EXCERPT -
A Guide to Sumo Wrestling
Sumo wrestling dates back to over a millennium and is the second most popular sport in Japan right after baseball. We have all seen it at some point in our lives but there are not many of us who really know what it’s about. Here we will learn more about sumo wrestling rules, the ranking system, training routines, famous wrestlers of past and present and tournament schedules.
- What is sumo wrestling?
- Sumo wrestling rules
- The dohyo
- Pre-bout rituals
- Sumo wrestler training
- Sumo wrestling ranks
- Commonly asked questions
- When was sumo wrestling invented?
- What do sumo wrestlers wear?
- What do sumo wrestlers eat?
- How much do sumo wrestlers weigh?
- Why do sumo wrestlers throw salt?
- Famous sumo wrestlers
- Chiyonofuji Mitsugu
- Goeido Gotaro
- Kotoshogiku Kazuhiro
- Wakanohana Masaru
- Yamamotoyama Ryuta
- Where to see sumo wrestling in Japan
- Tournament schedule 2019
This video shows a sumo wrestling match with pre-bout rituals taken in Fukuoka during November 2015. Footage is owned and created by Ahmet Turkoglu.
What is sumo wrestling?

STATED EXERCISE -
Copy the sumo wrestling guide above word for word, from start to finish.

Stored data -
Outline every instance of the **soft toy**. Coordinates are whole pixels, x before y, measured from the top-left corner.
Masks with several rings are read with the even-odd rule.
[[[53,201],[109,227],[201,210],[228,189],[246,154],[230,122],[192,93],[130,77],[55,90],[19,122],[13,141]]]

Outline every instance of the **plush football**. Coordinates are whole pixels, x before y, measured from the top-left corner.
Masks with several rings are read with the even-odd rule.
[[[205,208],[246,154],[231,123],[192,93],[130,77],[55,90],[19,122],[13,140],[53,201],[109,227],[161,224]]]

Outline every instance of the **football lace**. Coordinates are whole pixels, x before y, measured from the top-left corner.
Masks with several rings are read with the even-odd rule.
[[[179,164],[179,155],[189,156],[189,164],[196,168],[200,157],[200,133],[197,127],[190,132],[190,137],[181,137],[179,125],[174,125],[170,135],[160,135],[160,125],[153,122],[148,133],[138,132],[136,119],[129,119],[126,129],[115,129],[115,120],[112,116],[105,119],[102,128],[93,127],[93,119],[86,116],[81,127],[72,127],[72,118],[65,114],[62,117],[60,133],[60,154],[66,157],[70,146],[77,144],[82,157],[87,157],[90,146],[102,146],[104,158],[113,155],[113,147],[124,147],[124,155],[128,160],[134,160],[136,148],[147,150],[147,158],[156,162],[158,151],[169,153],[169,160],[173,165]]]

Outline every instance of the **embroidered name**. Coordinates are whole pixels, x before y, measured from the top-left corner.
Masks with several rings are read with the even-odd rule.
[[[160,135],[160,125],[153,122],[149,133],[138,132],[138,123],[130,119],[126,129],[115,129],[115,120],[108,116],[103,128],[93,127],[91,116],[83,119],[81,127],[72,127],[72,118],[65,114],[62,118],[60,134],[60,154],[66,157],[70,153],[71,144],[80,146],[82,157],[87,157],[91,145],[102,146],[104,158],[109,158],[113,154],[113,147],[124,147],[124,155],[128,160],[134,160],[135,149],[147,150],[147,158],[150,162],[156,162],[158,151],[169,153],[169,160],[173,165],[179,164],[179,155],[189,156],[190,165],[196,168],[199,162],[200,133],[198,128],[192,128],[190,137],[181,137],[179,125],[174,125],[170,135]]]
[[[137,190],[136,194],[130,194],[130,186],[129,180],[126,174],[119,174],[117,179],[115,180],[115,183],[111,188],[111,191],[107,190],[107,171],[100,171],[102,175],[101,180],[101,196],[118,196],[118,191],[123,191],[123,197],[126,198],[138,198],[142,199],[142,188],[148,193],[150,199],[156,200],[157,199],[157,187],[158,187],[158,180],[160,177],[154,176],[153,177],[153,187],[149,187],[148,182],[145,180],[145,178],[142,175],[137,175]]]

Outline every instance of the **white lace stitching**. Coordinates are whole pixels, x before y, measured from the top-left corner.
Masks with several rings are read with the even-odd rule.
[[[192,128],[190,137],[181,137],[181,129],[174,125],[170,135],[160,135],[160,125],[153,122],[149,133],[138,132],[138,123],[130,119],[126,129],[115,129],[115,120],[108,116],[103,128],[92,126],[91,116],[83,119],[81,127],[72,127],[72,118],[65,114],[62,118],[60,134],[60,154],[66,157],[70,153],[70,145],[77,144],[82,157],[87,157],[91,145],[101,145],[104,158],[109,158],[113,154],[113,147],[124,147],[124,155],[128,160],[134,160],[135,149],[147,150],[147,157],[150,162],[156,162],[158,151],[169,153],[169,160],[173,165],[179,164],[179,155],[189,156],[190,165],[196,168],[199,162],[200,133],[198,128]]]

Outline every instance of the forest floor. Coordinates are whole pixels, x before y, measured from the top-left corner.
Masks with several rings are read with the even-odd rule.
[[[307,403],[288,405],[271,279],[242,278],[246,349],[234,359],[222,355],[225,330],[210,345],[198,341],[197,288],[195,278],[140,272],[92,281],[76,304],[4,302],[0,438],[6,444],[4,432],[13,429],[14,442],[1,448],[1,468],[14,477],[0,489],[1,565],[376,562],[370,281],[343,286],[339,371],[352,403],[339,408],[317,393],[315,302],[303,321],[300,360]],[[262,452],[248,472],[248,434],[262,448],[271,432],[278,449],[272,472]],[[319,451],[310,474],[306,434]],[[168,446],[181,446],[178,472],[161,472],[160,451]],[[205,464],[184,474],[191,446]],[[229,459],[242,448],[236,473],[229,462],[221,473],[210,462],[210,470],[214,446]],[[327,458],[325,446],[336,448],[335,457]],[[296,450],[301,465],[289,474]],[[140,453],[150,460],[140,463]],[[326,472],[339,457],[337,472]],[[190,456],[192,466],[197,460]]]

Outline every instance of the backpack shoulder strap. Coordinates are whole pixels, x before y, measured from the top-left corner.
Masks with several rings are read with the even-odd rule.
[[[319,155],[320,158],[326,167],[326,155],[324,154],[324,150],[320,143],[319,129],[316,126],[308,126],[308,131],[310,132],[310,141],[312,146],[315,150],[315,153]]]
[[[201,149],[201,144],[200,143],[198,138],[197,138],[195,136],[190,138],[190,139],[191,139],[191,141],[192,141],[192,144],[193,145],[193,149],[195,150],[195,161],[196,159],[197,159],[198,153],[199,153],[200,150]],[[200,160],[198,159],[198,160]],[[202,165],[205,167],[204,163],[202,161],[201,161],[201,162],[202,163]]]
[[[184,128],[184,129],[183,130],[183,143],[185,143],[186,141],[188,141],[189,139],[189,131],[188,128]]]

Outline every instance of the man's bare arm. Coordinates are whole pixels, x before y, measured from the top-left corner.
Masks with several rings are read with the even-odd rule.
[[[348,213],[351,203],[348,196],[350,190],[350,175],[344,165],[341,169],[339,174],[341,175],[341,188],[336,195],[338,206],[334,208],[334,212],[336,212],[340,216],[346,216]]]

RESPONSE -
A Guide to Sumo Wrestling
Sumo wrestling dates back to over a millennium and is the second most popular sport in Japan right after baseball. We have all seen it at some point in our lives but there are not many of us who really know what it’s about. Here we will learn more about sumo wrestling rules, the ranking system, training routines, famous wrestlers of past and present and tournament schedules.
- What is sumo wrestling?
- Sumo wrestling rules
- The dohyo
- Pre-bout rituals
- Sumo wrestler training
- Sumo wrestling ranks
- Commonly asked questions
- When was sumo wrestling invented?
- What do sumo wrestlers wear?
- What do sumo wrestlers eat?
- How much do sumo wrestlers weigh?
- Why do sumo wrestlers throw salt?
- Famous sumo wrestlers
- Chiyonofuji Mitsugu
- Goeido Gotaro
- Kotoshogiku Kazuhiro
- Wakanohana Masaru
- Yamamotoyama Ryuta
- Where to see sumo wrestling in Japan
- Tournament schedule 2019
This video shows a sumo wrestling match with pre-bout rituals taken in Fukuoka during November 2015. Footage is owned and created by Ahmet Turkoglu.
What is sumo wrestling?